- Aim of the task
Please list every line below that contains the word "mountain", copying each one in full.

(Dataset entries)
_____

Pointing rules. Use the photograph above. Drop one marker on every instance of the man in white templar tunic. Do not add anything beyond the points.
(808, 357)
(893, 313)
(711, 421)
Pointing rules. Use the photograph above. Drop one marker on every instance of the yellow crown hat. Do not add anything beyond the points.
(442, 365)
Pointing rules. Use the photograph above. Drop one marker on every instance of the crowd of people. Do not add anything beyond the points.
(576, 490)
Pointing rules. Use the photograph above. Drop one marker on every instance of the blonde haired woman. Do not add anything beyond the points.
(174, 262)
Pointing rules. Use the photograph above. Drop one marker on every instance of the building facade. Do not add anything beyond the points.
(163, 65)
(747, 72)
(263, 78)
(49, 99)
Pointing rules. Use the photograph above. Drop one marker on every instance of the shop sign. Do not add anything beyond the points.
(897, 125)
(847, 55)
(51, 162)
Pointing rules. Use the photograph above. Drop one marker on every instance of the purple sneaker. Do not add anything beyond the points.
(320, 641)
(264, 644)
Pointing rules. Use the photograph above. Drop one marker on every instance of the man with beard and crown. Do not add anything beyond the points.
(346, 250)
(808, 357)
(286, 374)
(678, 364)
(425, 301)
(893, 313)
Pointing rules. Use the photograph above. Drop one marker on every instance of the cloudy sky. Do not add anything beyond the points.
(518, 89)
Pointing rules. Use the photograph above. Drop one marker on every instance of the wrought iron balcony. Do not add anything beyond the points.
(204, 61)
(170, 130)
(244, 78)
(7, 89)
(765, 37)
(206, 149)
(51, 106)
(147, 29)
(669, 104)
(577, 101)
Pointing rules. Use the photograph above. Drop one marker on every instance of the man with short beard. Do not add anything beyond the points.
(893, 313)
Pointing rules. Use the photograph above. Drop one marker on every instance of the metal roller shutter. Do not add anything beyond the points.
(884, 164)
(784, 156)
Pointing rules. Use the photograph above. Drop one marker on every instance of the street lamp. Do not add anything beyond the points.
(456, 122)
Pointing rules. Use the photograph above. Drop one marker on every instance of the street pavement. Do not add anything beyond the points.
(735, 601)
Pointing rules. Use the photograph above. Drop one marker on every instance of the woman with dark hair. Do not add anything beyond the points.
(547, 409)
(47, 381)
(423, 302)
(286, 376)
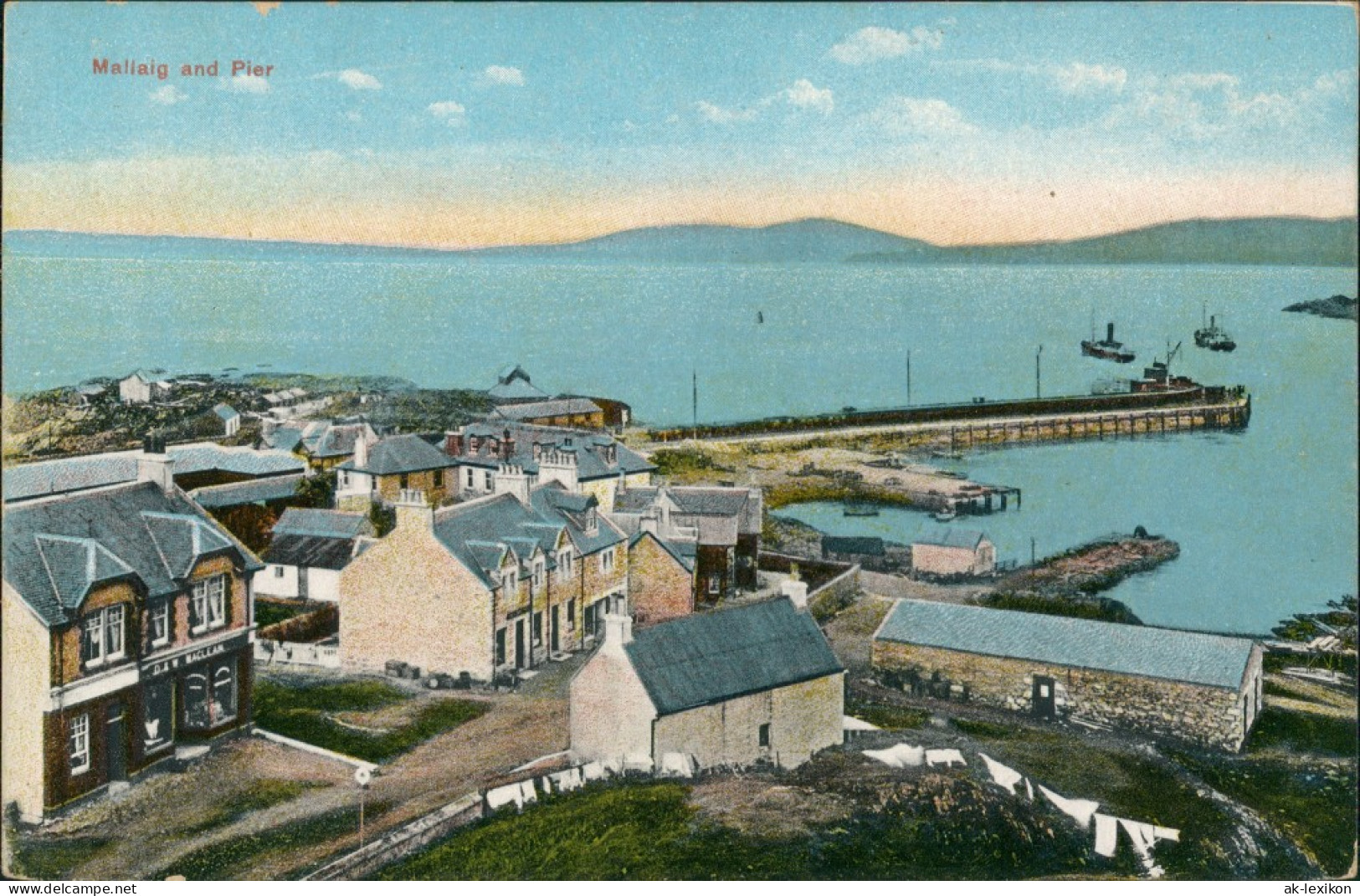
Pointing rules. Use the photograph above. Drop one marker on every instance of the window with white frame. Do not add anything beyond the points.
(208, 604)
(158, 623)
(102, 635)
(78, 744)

_____

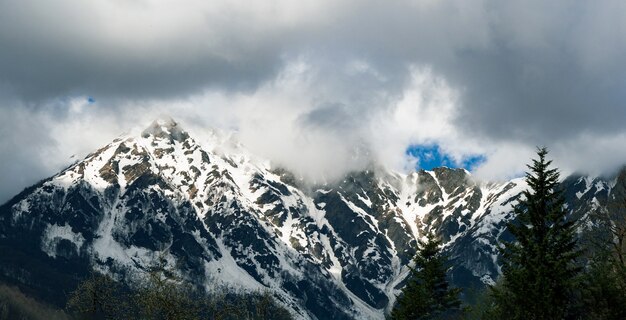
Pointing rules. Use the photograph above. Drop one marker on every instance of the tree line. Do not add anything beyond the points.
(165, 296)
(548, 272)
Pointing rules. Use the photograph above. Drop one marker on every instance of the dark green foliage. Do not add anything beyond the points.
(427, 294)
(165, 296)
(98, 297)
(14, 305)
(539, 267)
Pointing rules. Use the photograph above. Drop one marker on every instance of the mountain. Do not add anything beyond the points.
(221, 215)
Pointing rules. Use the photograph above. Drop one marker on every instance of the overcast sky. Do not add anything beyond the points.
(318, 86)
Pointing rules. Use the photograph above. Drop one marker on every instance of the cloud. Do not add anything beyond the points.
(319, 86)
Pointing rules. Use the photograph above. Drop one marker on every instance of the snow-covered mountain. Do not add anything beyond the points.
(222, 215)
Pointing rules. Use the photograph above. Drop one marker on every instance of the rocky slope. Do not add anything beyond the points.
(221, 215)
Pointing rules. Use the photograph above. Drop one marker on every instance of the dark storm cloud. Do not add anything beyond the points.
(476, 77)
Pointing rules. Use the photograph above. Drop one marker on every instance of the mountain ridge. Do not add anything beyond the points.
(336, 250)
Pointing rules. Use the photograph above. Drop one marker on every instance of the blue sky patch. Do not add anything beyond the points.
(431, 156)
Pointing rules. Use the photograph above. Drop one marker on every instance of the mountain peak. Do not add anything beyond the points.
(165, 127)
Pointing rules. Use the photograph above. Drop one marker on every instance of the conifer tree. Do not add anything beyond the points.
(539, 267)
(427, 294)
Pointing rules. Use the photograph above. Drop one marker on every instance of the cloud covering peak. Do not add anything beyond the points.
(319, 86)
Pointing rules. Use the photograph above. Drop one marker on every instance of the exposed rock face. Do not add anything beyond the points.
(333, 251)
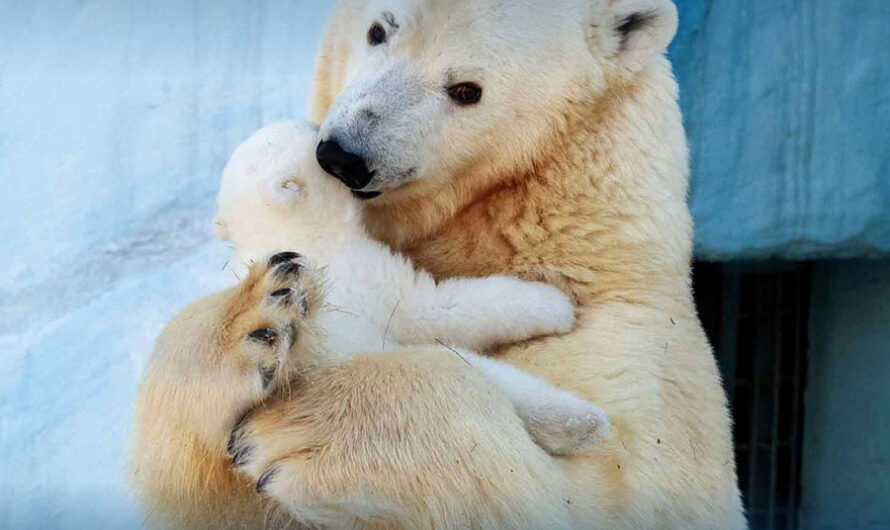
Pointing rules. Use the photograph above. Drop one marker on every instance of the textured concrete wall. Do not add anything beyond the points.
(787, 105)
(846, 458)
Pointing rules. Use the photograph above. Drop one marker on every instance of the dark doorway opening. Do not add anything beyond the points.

_____

- Solved problem
Pointing rules. Use the photograph above. Drop one marker on every instance of the mountain. Do not add anything beyond the points.
Pointing rules. Use the photograph above. Drop one marker on every instance of the snow-covered mountain. Do not add anything beyond the points.
Pointing rules. Use the photograph above. Drop one marker on every instance of the mountain ridge. Do not add anything beyond the points.
Pointing rules. Use the photograph above. Drop one marker on every instance of the mountain peak. Do not add anything beyond the points.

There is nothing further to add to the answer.